TASK DIRECTIONS:
Leave out the pictures, then return the records word for word.

DATA EXCERPTS:
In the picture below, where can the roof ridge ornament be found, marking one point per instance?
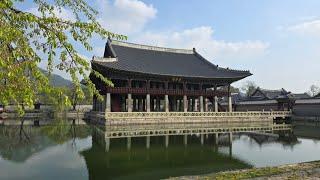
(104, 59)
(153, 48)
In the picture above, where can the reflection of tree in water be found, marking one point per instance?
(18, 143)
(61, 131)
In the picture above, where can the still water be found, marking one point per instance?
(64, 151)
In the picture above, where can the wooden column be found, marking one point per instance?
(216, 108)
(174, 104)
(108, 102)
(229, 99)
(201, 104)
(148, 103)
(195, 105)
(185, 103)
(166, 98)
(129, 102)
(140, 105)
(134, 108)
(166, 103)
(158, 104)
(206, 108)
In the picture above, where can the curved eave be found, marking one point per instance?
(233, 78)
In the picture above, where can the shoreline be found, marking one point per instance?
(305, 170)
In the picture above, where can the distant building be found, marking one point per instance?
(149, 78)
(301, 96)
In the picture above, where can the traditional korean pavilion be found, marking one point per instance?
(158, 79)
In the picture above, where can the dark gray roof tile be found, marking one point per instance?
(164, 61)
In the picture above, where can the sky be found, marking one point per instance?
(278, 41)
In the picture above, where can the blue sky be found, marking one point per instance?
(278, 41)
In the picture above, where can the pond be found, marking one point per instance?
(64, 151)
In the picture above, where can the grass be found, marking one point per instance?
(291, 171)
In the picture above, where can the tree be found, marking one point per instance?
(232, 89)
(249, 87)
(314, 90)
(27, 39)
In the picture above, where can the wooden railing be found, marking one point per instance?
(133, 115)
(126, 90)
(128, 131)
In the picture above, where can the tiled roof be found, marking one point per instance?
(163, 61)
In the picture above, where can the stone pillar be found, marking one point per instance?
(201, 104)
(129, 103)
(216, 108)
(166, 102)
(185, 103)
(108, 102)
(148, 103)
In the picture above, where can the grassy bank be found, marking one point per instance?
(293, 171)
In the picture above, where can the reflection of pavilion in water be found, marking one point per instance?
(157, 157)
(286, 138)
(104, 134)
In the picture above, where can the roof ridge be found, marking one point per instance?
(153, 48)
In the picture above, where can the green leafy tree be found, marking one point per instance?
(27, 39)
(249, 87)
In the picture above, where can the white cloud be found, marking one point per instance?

SOLUTION:
In the picture below, where can the roof ridge ornament be found, marking one point per instance?
(104, 59)
(153, 48)
In the picture above, where can the reflection of tree in water be found, marking one point per instance?
(18, 143)
(61, 131)
In the picture above, where can the still water be found, marking one point per instance?
(64, 151)
In the picture above, where can the wooden column be found, marking one point per instance?
(216, 108)
(174, 104)
(108, 102)
(229, 99)
(201, 104)
(148, 103)
(195, 105)
(185, 103)
(166, 98)
(129, 102)
(140, 105)
(134, 108)
(166, 103)
(158, 104)
(206, 108)
In the picture above, where can the curved eave be found, marking one point per instance?
(233, 78)
In the picture above, where can the shoreline be found, marking one point per instance?
(305, 170)
In the picture above, where can the distant building be found, marking one point per instance?
(149, 78)
(301, 96)
In the picture above, where can the traditional korean pavilion be found, marking one point per instance?
(158, 79)
In the picture above, where can the dark gray roof tile be found, marking one point per instance?
(164, 61)
In the picture above, where can the sky be found, marking one point per instance?
(278, 41)
In the picture above, where can the blue sky be found, marking one point per instance?
(278, 41)
In the picture above, where can the pond be found, marking one point per instance?
(64, 151)
In the picture above, where can the grass be found, marking one point per instance?
(291, 171)
In the picture above, where can the tree be found, marking one point per instance?
(232, 89)
(249, 87)
(314, 90)
(27, 39)
In the picture above, where can the wooden railing be found, marking one point per instance?
(133, 115)
(126, 90)
(128, 131)
In the picture above, where can the tiled roof be found, marking one point per instance?
(163, 61)
In the picture above, where can the stone pillar be found, marking one point per instance?
(201, 104)
(129, 103)
(216, 108)
(166, 102)
(185, 103)
(108, 102)
(148, 103)
In the picture above, where can the grassy bank be found, marking one point per instance?
(293, 171)
In the picture above, where can the reflection of pavilion in water be found, marking one point per instance?
(157, 157)
(286, 138)
(104, 134)
In the picture above, where can the roof ridge be found, marking one point per instance?
(153, 48)
In the picture above, where can the green leafy tree be found, marking one point per instance?
(27, 39)
(249, 87)
In the picture above, where can the white cloud be found, marking one point per instance?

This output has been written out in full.